-- start of Entries supplied --

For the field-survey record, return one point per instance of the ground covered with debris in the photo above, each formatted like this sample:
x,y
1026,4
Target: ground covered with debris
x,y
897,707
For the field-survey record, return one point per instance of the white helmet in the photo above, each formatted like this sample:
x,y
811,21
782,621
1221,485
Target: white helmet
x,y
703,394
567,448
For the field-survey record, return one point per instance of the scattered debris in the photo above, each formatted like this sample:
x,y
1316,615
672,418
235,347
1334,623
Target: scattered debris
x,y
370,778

-- end of Entries supplied --
-- start of Entries supplied --

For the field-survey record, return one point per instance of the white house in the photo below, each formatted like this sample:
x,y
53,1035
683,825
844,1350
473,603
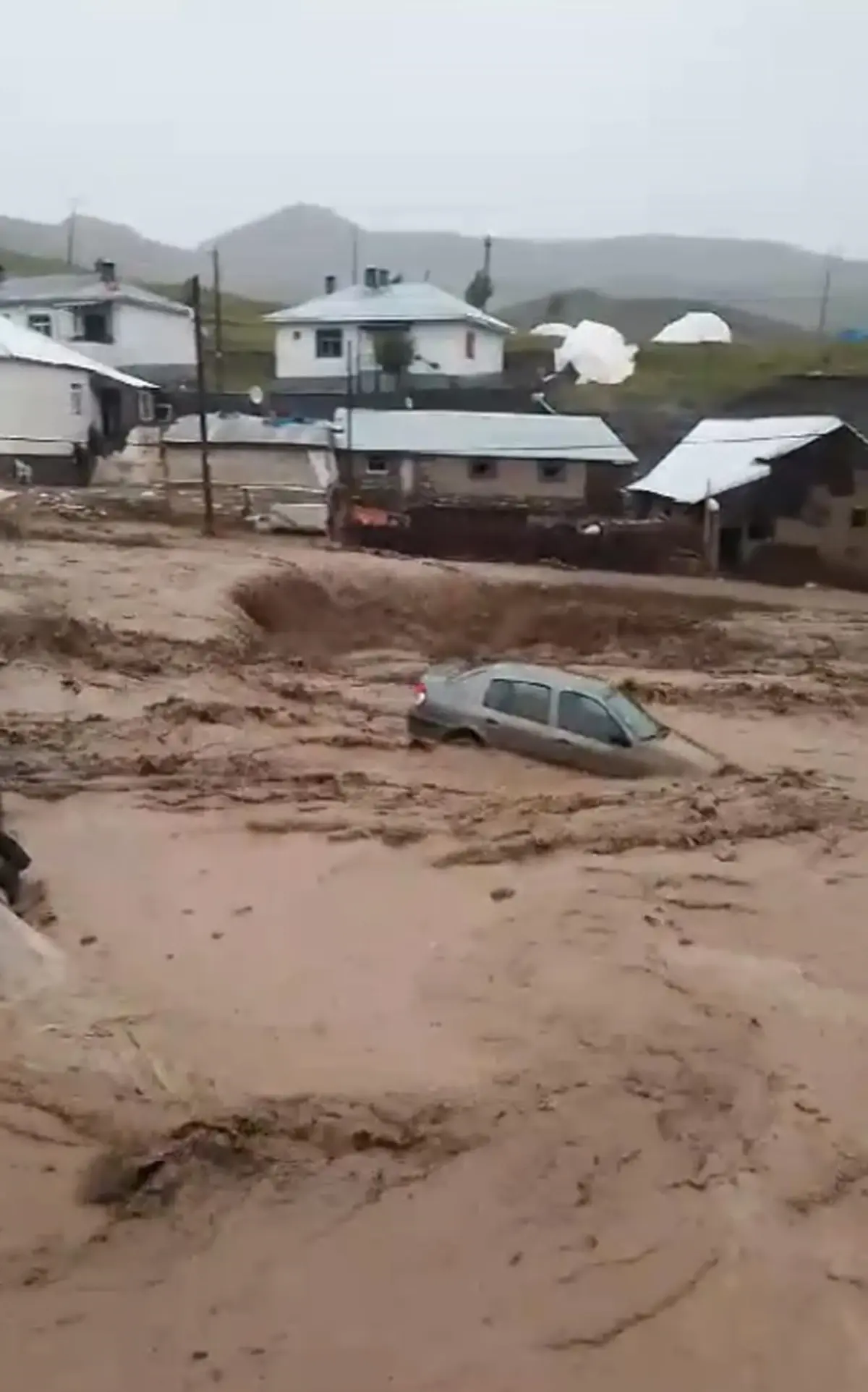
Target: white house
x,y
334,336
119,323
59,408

-- end of Entries supplied --

- _Work to be completed_: How many lines of the material above contain the string "covered"? Case must match. Give only the number.

- _Output_: 2